OBJECTIVE =
From the post on going mostly meatless with kids, pull out the passage between "To Meat or not" and "just like me.", inclusive.

═════ EXTRACT ═════

To Meat or not to Meat (aka: Going Mostly Meatless with Kids)

Just for the record, I am not a vegetarian. Although I am far more likely to choose a meatless alternative than not, I do eat meat on occasion. My children, however, are crazy about meat. They love big, homemade meatballs, grilled salmon or chicken, and sausage pizza. Unfortunately, anyone who has walked into a supermarket lately has probably noticed the outrageously high meat prices. If not, you can read more about it here: http://www.usatoday.com/story/money/business/2014/04/16/cpi-shows-food-prices-rising/7742669/ and here: http://www.theatlantic.com/business/archive/2014/05/meat-prices-are-skyrocketing/371383/ .

greasy hamburger

greasy hamburgers are what the kids crave

Veggie Burgers are the best

Now the kids are eating more veggie burgers, just like me.

═════ INFORMATION SUPPLIED ═════

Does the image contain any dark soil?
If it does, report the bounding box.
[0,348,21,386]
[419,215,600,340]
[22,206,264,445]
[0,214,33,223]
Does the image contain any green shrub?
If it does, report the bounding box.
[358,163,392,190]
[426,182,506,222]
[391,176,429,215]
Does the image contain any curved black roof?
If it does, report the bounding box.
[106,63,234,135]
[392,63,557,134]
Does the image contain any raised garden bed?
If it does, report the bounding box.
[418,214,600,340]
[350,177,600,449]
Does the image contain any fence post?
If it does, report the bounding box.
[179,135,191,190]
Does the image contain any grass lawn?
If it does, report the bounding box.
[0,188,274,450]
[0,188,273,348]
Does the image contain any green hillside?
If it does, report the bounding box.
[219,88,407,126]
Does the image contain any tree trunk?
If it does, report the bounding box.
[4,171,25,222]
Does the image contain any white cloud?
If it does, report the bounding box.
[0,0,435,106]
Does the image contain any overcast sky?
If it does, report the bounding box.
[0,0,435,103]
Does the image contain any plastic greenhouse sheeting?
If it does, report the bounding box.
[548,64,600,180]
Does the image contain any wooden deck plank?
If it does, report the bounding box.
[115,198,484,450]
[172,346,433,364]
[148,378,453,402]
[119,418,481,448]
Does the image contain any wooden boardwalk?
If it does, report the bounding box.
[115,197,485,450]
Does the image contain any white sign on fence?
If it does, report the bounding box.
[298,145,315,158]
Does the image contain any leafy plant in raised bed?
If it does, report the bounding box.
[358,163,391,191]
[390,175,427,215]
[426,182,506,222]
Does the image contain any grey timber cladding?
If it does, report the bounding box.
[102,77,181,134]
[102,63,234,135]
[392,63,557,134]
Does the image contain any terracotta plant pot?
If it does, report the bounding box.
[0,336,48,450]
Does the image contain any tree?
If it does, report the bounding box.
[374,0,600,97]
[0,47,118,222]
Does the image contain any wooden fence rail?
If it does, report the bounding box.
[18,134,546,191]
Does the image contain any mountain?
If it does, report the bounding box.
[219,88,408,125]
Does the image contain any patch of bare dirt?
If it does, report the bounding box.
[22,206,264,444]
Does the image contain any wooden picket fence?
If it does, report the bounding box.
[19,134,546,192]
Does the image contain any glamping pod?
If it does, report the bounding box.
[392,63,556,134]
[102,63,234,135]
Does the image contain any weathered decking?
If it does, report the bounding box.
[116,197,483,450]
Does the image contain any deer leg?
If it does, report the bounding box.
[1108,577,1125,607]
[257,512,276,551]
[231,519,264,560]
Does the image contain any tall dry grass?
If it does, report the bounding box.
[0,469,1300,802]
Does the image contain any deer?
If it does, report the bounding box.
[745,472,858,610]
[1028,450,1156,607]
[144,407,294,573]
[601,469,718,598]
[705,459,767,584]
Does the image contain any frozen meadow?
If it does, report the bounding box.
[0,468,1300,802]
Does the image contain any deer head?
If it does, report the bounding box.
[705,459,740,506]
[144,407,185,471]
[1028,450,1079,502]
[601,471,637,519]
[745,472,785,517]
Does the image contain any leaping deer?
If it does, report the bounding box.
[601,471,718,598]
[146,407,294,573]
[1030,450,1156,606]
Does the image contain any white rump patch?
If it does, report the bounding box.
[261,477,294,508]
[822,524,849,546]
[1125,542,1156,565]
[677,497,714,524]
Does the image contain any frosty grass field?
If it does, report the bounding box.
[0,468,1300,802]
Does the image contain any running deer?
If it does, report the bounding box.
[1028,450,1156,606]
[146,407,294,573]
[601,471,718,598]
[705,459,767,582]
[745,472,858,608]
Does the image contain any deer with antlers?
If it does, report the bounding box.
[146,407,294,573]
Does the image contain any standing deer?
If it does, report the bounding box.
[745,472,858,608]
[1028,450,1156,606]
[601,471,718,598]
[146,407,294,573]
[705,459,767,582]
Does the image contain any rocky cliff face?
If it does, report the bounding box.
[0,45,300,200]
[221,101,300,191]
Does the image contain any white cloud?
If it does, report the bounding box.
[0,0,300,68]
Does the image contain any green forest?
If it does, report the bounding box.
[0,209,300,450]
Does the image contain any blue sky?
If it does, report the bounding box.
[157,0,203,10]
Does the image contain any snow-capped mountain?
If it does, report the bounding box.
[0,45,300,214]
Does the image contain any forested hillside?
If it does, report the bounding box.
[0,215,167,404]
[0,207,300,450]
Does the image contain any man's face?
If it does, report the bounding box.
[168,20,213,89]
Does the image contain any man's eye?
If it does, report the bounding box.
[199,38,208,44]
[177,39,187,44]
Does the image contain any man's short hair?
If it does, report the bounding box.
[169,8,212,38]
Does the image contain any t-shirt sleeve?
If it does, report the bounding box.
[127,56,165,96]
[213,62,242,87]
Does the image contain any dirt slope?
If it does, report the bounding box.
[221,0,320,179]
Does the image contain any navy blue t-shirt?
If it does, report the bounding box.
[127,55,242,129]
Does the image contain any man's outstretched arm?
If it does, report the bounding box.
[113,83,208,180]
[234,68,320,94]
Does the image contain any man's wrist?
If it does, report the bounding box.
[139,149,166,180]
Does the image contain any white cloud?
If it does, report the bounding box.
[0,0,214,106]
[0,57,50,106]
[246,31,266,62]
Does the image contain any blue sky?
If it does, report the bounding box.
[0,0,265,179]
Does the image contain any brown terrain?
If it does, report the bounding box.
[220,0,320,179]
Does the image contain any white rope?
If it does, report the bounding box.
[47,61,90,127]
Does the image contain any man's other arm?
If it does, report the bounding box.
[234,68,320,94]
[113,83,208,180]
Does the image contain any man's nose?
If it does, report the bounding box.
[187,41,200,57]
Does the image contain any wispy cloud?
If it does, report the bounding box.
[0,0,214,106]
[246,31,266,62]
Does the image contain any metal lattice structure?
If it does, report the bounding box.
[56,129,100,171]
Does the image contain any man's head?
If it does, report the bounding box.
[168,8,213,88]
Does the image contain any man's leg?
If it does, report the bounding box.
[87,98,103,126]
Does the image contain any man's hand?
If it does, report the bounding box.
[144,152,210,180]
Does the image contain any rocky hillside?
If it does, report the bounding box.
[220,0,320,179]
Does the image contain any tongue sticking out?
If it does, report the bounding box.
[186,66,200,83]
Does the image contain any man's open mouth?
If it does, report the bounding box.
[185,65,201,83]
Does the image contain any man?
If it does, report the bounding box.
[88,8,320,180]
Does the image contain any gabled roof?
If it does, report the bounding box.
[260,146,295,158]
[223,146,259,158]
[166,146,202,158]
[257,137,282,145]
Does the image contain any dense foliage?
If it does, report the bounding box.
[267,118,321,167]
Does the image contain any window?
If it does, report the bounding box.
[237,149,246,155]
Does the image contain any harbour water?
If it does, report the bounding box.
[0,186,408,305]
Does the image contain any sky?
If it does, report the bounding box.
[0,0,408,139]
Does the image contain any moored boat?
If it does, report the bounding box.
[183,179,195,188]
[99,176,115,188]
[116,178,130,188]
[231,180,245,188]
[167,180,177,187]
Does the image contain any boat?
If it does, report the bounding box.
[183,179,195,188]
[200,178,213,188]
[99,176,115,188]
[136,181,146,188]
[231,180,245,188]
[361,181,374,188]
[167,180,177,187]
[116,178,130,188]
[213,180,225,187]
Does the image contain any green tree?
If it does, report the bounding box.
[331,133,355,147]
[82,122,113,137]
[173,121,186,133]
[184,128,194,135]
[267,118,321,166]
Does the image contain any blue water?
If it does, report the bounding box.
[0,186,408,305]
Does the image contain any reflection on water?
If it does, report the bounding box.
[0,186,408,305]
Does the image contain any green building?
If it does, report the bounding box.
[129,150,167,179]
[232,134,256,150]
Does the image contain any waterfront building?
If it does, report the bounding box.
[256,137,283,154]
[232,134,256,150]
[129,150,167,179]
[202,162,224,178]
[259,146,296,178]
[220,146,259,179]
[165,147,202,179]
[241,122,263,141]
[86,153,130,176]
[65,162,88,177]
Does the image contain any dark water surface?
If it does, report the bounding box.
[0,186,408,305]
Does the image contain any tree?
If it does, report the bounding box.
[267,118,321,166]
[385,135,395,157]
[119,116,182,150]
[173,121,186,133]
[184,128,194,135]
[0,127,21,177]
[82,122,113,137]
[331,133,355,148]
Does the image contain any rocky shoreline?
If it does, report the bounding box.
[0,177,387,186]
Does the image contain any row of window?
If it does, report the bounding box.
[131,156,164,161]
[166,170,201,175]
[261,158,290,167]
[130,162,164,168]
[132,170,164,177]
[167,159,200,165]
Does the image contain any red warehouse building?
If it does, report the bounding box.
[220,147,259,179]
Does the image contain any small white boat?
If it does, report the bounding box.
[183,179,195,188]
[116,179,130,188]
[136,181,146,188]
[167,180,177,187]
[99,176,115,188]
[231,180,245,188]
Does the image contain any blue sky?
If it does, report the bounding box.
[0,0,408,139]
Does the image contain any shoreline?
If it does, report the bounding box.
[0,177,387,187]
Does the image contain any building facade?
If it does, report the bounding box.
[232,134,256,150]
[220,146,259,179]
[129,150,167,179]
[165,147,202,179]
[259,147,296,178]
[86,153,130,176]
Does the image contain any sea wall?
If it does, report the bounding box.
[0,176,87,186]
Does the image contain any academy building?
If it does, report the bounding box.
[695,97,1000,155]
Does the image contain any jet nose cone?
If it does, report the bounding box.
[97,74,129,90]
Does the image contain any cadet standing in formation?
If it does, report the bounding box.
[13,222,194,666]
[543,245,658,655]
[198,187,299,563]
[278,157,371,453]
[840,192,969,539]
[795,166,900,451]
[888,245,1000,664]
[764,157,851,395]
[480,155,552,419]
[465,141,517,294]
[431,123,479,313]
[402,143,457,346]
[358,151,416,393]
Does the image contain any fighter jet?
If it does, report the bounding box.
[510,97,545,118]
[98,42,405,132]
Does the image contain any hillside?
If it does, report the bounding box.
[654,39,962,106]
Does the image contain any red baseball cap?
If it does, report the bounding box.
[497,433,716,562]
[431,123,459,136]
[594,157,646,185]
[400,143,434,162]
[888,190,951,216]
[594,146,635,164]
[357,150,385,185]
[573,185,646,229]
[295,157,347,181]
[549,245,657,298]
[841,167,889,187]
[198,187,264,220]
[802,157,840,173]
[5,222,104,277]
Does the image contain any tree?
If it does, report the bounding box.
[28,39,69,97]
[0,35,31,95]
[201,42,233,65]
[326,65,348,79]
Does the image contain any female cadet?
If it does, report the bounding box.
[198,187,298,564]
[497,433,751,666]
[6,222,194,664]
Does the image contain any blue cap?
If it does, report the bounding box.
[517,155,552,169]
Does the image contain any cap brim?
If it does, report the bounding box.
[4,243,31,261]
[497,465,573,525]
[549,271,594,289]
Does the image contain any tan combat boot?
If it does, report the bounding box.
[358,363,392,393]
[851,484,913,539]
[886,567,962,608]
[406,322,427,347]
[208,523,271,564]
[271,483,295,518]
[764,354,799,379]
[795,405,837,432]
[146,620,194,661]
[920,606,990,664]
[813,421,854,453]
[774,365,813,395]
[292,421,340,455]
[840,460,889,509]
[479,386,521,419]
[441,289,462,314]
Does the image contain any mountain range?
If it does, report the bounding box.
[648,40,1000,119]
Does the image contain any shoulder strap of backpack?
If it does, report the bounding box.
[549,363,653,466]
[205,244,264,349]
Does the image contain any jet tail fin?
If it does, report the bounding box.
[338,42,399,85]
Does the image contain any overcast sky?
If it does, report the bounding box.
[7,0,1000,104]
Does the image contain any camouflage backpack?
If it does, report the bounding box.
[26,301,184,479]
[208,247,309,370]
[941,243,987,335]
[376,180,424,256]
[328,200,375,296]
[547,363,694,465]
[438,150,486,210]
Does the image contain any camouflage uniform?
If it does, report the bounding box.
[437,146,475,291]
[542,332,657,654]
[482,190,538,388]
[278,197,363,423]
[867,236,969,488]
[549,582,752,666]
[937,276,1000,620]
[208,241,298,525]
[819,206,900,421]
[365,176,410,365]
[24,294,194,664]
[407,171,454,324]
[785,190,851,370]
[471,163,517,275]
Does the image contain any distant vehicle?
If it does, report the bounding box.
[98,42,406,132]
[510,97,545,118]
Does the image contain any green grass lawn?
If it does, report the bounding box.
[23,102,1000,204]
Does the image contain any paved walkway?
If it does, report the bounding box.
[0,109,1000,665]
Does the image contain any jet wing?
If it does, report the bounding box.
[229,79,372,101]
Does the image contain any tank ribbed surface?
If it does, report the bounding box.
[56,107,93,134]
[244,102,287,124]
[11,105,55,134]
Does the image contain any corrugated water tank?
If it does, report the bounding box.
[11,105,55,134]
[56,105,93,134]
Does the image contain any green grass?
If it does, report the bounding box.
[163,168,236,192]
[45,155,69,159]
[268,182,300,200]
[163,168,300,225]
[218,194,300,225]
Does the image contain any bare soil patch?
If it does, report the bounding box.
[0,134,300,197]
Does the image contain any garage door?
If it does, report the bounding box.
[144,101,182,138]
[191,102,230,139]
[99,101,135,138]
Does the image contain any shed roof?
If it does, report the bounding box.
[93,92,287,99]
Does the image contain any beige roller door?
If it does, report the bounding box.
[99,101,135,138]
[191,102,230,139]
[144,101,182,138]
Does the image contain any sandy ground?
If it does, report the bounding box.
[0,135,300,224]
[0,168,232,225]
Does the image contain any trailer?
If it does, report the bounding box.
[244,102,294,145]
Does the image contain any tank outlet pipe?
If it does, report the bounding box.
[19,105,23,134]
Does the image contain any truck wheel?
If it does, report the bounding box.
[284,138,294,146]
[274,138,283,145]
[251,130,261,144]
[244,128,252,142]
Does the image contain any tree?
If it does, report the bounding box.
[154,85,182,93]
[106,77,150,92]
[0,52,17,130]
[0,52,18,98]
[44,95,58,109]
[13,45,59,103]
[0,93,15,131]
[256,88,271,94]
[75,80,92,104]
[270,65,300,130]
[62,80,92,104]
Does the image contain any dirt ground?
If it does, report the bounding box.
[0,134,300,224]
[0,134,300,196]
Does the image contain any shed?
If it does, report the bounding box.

═════

RESULT BELOW =
To Meat or not to Meat (aka: Going Mostly Meatless with Kids)

Just for the record, I am not a vegetarian. Although I am far more likely to choose a meatless alternative than not, I do eat meat on occasion. My children, however, are crazy about meat. They love big, homemade meatballs, grilled salmon or chicken, and sausage pizza. Unfortunately, anyone who has walked into a supermarket lately has probably noticed the outrageously high meat prices. If not, you can read more about it here: http://www.usatoday.com/story/money/business/2014/04/16/cpi-shows-food-prices-rising/7742669/ and here: http://www.theatlantic.com/business/archive/2014/05/meat-prices-are-skyrocketing/371383/ .

greasy hamburger

greasy hamburgers are what the kids crave

Veggie Burgers are the best

Now the kids are eating more veggie burgers, just like me.